- AIM OF THE TASK
An exact, complete copy of the entries below is required, minus any pictures.

- MATERIAL PROVIDED
▬▬▬▬▬▬
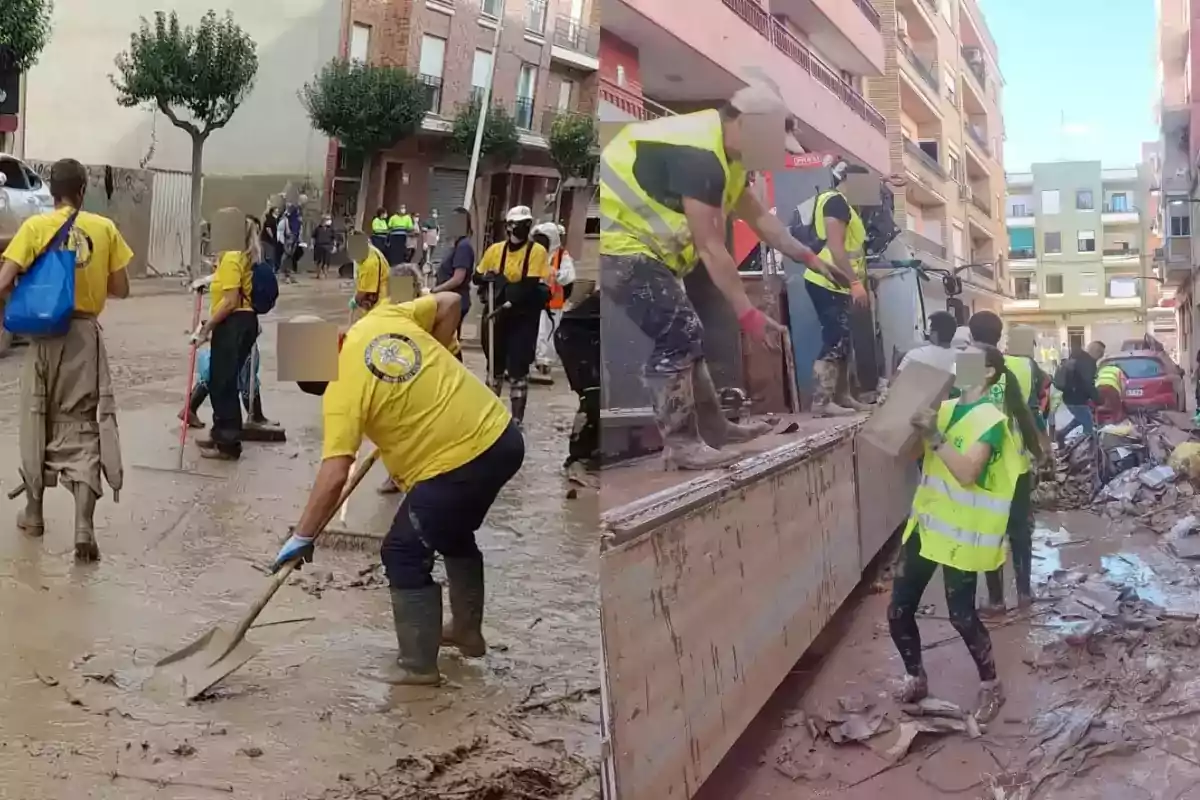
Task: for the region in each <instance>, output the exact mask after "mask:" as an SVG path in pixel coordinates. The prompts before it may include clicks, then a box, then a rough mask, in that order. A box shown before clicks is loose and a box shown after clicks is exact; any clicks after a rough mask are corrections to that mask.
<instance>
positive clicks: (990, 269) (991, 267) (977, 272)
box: [971, 264, 996, 281]
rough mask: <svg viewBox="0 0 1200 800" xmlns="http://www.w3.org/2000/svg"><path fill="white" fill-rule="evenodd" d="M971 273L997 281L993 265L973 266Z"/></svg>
▬▬▬▬▬▬
- OUTPUT OF THE EXERCISE
Task: for the region in each <instance>, output the exact mask after "mask:" as an SVG path in pixel coordinates. The prompts before it may include clicks, then a box, then a rough mask, in that order. A box shown before clicks is loose and a box shown after clicks is exact; any clicks after a rough mask are corrections to that mask.
<instance>
positive clicks: (990, 269) (991, 267) (977, 272)
box: [971, 264, 996, 281]
rough mask: <svg viewBox="0 0 1200 800" xmlns="http://www.w3.org/2000/svg"><path fill="white" fill-rule="evenodd" d="M971 273L997 281L993 265L973 266Z"/></svg>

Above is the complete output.